### [The task]
Reproduce, word for word, the part of the material that opens with the line containing "If you could mark the man holding" and closes with the final line of the material.
╭──
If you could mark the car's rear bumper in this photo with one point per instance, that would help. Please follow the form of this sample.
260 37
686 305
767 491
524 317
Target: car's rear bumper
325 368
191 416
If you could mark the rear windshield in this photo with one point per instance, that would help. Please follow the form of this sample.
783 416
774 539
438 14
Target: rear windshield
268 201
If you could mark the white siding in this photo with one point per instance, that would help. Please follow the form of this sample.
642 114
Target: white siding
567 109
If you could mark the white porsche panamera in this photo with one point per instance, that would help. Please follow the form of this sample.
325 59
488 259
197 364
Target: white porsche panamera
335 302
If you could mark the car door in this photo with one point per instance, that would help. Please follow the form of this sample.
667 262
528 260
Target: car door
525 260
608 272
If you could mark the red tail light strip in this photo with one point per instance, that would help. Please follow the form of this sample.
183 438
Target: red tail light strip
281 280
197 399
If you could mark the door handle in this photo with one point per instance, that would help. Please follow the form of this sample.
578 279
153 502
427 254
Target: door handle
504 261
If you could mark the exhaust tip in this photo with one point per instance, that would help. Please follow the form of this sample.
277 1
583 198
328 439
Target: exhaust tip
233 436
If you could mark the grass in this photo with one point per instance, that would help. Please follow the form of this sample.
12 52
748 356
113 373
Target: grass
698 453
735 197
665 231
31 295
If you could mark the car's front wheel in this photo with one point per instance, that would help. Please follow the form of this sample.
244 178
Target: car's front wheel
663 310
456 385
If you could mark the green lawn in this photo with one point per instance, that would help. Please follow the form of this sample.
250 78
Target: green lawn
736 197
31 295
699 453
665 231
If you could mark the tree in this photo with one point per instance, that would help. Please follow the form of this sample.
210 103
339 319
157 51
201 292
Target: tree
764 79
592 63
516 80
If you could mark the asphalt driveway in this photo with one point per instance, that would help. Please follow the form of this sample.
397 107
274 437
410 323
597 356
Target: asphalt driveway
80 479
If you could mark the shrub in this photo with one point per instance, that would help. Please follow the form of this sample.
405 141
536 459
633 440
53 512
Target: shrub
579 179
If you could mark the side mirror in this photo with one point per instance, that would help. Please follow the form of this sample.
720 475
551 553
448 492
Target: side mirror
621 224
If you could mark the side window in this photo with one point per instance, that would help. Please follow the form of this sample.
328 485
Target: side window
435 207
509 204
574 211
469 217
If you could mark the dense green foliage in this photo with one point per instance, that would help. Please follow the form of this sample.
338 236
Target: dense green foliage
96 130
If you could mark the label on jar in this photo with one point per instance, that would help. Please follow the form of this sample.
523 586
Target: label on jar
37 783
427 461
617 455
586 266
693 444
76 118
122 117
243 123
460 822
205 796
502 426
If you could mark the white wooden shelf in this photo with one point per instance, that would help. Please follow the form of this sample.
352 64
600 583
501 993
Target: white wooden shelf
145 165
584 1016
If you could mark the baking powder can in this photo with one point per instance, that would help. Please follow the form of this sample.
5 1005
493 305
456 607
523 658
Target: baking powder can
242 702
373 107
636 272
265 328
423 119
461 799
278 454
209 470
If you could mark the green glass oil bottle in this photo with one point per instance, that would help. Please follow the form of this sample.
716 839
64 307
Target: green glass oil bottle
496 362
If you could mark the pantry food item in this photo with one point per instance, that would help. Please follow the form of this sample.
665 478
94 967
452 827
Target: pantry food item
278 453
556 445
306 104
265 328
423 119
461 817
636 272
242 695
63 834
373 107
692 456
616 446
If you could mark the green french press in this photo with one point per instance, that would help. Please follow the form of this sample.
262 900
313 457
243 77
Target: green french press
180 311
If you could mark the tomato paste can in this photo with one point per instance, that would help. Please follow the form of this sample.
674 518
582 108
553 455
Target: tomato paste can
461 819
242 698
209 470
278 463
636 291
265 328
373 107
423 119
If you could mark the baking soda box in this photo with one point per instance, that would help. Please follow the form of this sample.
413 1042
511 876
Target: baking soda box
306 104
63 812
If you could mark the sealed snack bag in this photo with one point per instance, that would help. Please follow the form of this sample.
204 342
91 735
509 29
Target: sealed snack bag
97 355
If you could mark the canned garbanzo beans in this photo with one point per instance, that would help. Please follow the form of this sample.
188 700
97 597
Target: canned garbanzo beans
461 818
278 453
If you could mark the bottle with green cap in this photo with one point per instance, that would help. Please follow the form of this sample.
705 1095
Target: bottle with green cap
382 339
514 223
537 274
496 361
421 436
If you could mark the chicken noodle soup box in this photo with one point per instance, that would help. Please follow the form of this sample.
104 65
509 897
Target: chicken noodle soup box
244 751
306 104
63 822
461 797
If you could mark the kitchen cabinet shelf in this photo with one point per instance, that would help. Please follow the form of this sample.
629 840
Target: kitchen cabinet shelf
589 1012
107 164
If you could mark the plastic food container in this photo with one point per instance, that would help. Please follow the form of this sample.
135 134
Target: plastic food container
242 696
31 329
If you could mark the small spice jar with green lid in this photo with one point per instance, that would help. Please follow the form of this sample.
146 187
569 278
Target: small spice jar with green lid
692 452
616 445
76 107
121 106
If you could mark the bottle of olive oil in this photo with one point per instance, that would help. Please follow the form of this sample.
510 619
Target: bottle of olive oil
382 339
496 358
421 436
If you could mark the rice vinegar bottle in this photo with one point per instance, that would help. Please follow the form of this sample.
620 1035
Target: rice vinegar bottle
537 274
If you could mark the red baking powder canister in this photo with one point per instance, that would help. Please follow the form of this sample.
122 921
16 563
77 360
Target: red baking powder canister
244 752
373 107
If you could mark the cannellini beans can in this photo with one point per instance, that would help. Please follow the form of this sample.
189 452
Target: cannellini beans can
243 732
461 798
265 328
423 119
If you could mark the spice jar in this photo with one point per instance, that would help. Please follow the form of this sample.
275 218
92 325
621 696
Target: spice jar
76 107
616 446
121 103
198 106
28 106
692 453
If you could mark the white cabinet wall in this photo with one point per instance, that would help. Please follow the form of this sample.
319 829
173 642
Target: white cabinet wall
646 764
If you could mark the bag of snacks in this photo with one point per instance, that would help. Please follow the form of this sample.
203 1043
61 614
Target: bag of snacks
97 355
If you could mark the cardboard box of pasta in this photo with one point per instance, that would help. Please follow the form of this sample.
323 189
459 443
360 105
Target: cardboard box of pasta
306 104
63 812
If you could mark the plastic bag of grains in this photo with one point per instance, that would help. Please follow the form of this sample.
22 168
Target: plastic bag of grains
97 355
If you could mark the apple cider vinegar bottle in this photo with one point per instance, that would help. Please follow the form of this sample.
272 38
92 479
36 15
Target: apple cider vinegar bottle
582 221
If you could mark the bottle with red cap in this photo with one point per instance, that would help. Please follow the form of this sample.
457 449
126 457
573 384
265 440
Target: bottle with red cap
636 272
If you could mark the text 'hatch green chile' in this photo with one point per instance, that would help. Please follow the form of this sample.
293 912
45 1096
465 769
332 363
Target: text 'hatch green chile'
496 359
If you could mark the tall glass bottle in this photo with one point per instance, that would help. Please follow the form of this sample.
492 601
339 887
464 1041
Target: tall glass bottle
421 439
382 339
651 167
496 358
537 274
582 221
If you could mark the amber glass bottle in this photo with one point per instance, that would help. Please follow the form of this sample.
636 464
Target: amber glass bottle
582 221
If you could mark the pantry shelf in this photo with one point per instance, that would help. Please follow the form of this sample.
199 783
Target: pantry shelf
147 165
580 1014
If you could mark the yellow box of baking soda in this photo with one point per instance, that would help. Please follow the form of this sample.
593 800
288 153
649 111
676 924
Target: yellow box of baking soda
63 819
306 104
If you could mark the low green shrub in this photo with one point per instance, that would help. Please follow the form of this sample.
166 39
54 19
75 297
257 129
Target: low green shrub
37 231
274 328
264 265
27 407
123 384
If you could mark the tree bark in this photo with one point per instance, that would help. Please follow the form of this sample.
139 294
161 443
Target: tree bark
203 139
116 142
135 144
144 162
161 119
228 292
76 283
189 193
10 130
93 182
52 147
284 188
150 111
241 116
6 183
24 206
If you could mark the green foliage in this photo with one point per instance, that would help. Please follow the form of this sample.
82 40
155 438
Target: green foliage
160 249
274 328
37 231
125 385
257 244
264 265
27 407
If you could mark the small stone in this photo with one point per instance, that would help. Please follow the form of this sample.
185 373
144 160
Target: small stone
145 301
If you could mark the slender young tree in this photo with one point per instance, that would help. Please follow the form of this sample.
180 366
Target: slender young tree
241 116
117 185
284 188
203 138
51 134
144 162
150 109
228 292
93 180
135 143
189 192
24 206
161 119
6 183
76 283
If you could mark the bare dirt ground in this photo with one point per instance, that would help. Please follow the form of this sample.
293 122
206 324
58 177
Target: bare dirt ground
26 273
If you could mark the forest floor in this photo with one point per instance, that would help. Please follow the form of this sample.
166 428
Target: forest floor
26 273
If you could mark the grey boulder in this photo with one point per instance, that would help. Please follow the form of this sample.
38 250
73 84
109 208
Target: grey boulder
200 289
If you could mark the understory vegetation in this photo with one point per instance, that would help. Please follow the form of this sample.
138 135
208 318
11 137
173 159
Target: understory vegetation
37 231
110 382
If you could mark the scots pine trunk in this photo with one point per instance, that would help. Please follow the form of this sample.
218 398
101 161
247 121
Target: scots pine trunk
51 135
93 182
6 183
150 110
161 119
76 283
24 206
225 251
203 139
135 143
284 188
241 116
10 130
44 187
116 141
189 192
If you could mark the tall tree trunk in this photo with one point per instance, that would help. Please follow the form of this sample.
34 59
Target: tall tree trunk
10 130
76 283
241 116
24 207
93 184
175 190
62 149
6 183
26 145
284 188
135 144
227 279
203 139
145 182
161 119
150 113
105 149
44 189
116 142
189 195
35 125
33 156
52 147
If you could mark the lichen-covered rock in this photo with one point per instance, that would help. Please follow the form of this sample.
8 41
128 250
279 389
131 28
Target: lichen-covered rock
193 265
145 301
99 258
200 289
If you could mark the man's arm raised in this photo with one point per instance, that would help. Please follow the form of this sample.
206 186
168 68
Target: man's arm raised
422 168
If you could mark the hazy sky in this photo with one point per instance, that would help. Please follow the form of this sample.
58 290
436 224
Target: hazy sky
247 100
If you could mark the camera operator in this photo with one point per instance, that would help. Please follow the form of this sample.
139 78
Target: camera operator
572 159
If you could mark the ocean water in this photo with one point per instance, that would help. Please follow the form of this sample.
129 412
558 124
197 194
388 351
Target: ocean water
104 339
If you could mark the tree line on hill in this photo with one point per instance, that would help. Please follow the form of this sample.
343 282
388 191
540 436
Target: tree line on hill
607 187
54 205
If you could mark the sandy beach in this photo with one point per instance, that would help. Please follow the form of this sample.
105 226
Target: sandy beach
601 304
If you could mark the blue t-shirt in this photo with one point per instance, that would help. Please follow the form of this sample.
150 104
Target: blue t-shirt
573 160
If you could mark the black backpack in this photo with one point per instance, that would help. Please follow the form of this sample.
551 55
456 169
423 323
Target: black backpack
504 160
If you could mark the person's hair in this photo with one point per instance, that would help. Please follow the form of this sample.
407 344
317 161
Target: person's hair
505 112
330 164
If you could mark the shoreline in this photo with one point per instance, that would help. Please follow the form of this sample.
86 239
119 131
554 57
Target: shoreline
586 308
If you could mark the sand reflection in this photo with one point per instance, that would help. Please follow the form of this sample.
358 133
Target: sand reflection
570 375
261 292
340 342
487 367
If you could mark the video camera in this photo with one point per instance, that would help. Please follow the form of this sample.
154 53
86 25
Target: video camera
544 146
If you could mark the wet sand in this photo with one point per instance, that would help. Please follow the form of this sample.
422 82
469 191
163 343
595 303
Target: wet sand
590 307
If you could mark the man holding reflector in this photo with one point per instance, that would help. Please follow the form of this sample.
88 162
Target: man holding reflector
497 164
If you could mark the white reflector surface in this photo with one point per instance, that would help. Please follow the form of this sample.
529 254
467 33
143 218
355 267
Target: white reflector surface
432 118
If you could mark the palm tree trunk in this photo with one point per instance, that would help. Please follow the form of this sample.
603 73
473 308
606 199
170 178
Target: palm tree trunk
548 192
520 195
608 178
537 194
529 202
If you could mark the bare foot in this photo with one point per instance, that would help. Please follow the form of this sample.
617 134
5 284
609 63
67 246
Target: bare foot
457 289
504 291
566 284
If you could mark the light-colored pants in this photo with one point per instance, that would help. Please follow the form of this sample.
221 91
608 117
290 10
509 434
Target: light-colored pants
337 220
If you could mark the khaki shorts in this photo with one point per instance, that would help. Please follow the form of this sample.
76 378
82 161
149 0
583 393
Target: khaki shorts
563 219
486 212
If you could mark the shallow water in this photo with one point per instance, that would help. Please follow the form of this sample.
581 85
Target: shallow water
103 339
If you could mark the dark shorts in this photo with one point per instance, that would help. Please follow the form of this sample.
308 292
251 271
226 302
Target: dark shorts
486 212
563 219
╰──
### [Response]
If you could mark the man holding reflector in this photo with one point per instance, that would help. Please follow the form of this sample.
88 162
Target: man holding reflector
497 164
If you could mark the white reflector surface in this photo with one point per instance, that would help. Please follow the form of this sample.
529 254
467 33
143 218
355 267
Target: white reflector surface
432 118
If you could mark the palm tree trunk in this photo with one point per instance, that would help. Please follow the form of this sample.
603 73
473 308
606 199
170 178
Target: palm tree trunk
548 192
520 195
608 178
537 194
529 202
If you could mark the bare foot in this photo with one point per instance, that would help. Please follow the form of this sample.
617 134
5 284
609 63
67 246
Target: bare foot
457 289
504 291
566 284
If you could mark the light-colored pants in this photo with one point per instance, that would help. Please follow the form of this sample.
221 91
608 117
290 10
509 434
Target: light-colored pants
337 220
If you could mark the khaki shorts in this photo with one point per instance, that would help. Please follow the form of this sample.
76 378
82 161
149 0
583 393
Target: khaki shorts
563 219
486 212
If you could mark the shallow water in this photo with one point per instance, that would help. Please follow the form of this sample.
581 85
Target: shallow water
103 339
If you could mark the dark shorts in this photo with one point per instance, that would help. Please follow the form of this sample.
308 292
251 271
226 302
Target: dark shorts
486 212
563 219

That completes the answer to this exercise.